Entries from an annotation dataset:
___

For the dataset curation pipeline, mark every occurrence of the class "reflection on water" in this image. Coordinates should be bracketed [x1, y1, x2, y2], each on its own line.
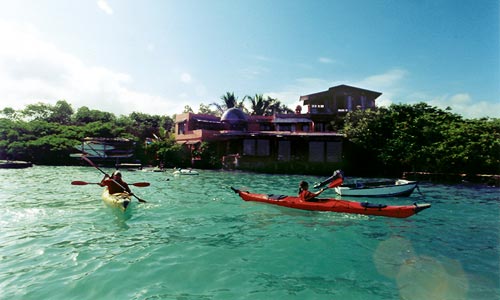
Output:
[0, 166, 500, 299]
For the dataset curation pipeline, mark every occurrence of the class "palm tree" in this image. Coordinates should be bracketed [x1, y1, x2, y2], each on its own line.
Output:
[209, 92, 246, 115]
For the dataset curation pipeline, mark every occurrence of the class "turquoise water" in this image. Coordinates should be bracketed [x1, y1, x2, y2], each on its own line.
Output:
[0, 166, 500, 300]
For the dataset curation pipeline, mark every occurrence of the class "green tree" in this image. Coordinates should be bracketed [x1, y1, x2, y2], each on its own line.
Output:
[210, 92, 246, 116]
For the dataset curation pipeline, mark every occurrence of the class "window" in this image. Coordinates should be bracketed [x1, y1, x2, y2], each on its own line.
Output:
[243, 139, 271, 156]
[326, 142, 342, 162]
[278, 141, 291, 161]
[309, 142, 325, 162]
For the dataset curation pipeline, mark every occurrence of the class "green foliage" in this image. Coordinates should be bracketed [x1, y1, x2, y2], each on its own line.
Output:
[0, 100, 179, 165]
[344, 103, 500, 175]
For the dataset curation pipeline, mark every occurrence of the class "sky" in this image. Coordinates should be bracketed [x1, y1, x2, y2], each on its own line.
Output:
[0, 0, 500, 118]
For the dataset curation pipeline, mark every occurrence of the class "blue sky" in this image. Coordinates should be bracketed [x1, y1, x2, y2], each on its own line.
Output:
[0, 0, 500, 118]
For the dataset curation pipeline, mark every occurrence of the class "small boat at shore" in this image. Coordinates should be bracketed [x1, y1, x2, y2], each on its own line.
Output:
[314, 171, 418, 197]
[0, 160, 33, 169]
[173, 169, 200, 175]
[231, 187, 431, 218]
[335, 179, 418, 197]
[102, 188, 131, 211]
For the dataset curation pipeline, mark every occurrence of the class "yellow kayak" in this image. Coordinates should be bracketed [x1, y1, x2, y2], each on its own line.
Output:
[102, 188, 131, 211]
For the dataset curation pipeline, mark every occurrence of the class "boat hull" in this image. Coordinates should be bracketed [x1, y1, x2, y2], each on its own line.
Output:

___

◆ **DIRECTIONS**: Reproduce the listing from its start through the line containing "[0, 166, 500, 299]", inclusive, keeping the requests and shifting every bounding-box coordinate in the answers up by 148. Leave the picture out.

◆ **THE REPLY**:
For the dataset curation pipeline, mark every occurrence of the class "reflection on water" in this image. Coordinates should be bracketed [x1, y1, x2, y2], each on its own line.
Output:
[148, 314, 648, 447]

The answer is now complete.